### About this task
Transcribe the line with "The endpoint marks every instance of the black coffee" and all the lines that follow it in the material below, exactly as they stand.

### Record set

◆ ◆ ◆ ◆

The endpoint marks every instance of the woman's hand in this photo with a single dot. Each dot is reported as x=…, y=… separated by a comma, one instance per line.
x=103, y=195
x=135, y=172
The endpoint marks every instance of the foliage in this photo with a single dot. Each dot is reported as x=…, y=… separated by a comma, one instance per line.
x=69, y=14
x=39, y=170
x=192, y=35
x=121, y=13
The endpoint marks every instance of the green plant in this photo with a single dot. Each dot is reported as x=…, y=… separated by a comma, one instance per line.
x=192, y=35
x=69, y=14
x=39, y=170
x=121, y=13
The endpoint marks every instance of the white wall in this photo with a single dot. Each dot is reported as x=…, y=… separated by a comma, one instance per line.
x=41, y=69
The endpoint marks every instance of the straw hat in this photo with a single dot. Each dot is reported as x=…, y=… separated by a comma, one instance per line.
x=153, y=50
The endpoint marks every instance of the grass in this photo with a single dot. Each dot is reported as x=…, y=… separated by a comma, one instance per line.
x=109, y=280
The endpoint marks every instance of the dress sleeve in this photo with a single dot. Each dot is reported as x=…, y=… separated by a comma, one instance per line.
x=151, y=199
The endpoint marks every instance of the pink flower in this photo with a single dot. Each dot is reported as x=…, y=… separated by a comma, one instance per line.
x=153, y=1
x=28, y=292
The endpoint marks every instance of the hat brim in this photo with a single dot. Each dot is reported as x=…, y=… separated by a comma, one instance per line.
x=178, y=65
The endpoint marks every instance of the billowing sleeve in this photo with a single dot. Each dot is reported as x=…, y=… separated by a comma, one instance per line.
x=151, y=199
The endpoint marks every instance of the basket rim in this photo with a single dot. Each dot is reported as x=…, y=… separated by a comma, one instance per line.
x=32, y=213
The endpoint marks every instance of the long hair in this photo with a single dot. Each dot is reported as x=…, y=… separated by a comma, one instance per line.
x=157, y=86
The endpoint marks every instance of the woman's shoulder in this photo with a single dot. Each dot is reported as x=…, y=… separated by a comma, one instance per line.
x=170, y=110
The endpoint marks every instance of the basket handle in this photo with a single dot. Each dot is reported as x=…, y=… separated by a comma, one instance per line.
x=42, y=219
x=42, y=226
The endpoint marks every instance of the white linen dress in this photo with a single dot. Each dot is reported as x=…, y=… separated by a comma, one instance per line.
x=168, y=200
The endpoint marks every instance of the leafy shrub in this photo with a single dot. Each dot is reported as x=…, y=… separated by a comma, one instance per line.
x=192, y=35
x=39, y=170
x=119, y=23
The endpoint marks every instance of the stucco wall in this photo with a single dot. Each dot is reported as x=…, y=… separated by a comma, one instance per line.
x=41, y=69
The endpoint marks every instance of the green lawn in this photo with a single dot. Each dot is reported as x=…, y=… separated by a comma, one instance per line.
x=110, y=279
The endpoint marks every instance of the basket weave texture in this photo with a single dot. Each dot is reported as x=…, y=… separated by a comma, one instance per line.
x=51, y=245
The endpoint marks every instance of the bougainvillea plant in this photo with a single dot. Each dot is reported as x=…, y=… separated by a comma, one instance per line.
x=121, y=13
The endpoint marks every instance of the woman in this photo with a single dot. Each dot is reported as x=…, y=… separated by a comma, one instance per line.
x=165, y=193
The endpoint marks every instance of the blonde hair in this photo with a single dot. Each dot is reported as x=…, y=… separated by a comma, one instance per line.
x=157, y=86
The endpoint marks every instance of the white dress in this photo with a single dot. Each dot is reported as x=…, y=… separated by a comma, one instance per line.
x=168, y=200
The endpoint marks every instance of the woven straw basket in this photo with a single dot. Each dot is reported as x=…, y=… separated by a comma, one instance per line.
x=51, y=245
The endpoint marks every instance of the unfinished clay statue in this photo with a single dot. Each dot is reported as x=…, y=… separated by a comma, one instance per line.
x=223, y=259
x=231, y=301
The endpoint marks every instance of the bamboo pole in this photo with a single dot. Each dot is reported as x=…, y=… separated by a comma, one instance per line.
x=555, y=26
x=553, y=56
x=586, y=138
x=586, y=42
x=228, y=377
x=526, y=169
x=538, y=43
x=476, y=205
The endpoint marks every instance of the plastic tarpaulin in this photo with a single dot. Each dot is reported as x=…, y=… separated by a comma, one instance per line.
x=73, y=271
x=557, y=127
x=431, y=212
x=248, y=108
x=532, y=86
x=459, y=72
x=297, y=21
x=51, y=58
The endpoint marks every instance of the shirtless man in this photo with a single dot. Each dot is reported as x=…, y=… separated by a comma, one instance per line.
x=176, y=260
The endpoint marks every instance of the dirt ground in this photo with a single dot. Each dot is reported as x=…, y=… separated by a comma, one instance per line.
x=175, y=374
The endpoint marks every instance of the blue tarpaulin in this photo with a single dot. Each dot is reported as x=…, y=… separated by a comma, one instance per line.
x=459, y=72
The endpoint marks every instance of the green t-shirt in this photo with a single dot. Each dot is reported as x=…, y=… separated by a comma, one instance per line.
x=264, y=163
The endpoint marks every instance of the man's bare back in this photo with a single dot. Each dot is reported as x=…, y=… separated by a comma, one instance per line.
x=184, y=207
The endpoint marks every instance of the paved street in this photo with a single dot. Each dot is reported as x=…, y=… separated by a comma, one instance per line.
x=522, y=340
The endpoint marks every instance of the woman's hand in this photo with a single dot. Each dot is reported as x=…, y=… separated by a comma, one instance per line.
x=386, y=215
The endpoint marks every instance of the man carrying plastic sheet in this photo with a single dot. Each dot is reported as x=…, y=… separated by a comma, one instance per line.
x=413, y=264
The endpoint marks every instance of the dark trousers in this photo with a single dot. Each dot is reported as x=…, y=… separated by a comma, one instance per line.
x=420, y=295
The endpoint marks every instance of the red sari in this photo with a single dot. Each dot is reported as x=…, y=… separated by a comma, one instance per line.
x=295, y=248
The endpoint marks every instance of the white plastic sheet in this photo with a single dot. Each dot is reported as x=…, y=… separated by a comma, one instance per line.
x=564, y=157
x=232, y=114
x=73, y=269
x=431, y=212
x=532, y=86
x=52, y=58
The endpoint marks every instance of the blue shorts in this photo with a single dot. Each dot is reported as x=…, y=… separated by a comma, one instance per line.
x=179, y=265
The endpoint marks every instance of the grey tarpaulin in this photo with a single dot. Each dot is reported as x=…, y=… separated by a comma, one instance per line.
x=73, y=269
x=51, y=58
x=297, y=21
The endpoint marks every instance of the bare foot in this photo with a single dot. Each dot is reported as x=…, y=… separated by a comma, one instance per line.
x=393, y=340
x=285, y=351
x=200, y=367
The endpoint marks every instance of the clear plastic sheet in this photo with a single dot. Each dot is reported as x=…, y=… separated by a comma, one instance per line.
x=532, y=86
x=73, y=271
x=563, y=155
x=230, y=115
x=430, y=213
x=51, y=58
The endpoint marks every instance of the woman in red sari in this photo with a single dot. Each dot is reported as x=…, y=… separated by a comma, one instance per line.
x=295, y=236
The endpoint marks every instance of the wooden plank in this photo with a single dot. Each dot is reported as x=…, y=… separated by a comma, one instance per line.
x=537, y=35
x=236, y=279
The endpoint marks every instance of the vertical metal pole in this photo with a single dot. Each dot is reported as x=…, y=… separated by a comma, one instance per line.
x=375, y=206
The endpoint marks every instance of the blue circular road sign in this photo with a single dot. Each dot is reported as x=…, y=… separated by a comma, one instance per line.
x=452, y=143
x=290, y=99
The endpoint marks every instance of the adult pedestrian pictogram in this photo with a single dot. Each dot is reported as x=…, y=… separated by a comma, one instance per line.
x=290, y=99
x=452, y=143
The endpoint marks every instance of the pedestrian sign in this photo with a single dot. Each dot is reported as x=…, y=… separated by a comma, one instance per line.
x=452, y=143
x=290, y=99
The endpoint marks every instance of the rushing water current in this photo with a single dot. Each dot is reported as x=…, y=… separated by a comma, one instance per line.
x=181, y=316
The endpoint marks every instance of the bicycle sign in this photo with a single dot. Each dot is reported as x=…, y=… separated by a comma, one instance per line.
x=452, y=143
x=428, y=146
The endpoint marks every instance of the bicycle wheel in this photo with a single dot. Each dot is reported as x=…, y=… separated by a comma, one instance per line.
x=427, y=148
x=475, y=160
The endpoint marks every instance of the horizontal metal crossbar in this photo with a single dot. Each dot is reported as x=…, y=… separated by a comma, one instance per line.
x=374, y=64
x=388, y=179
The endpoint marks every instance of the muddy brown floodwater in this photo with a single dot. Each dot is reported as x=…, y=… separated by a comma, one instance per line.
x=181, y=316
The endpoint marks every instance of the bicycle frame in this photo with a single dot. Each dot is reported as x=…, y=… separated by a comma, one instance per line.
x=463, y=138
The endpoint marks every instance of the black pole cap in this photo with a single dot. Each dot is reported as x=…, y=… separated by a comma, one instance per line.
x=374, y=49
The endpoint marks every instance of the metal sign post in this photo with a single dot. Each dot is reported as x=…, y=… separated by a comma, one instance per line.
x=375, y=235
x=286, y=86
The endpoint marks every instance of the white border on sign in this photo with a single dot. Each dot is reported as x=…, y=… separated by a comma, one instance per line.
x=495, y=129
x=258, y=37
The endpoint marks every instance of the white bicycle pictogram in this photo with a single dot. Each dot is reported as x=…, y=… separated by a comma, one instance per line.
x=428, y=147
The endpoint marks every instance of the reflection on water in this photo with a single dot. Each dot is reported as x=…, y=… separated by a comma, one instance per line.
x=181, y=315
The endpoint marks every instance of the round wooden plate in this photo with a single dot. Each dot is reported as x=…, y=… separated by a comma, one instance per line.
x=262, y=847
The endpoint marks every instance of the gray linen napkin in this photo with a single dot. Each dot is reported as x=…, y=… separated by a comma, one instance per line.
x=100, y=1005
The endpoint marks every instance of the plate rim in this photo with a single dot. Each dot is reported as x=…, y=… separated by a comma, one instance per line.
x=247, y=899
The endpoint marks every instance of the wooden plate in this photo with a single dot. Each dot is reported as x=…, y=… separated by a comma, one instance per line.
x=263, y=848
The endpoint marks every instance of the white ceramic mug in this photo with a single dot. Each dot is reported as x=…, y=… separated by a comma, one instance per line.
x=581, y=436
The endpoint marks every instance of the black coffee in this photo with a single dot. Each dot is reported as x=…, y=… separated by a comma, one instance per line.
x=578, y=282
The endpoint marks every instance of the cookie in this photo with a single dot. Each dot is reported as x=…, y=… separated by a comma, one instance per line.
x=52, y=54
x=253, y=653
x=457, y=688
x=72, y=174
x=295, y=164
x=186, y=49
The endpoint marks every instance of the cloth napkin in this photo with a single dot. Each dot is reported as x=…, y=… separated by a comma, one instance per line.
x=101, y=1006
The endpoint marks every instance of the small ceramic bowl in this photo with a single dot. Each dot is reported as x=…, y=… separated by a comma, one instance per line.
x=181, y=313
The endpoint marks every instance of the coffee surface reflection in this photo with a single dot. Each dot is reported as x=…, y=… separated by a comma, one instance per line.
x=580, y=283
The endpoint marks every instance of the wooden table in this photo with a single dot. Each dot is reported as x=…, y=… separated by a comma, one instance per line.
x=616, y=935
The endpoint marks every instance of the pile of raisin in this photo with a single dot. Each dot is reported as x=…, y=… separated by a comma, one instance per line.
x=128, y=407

◆ ◆ ◆ ◆

### Answer to the problem
The endpoint marks every instance of the black coffee in this photo with a single dot. Each dot is reported as x=…, y=… separated by a comma, one instance per line.
x=578, y=282
The endpoint marks every instance of the cookie in this photo with a single dot. Each dot is reported as x=…, y=… separated by a comma, one instance per line.
x=52, y=54
x=253, y=653
x=457, y=688
x=72, y=174
x=295, y=164
x=186, y=49
The endpoint marks every instance of the cloth napkin in this photo with a single dot. Each dot is reported as x=…, y=… separated by a comma, one instance per line.
x=101, y=1006
The endpoint marks every instance of the small ceramic bowl in this photo with a single dot. Each dot is reported as x=…, y=… separated by a comma, one instance per line.
x=181, y=313
The endpoint marks every instance of the coffee surface reflection in this photo with a single dot. Each dot is reported as x=…, y=… separated by a comma, one instance per line.
x=580, y=283
The endpoint marks every instance of the wooden table in this photo with a single dot. Each dot is reported as x=…, y=… separated by a comma, one instance per line.
x=616, y=935
The endpoint marks every instance of the pile of raisin in this photo with a single dot. Each dot is reported as x=…, y=… separated by a comma, one instance per line.
x=128, y=407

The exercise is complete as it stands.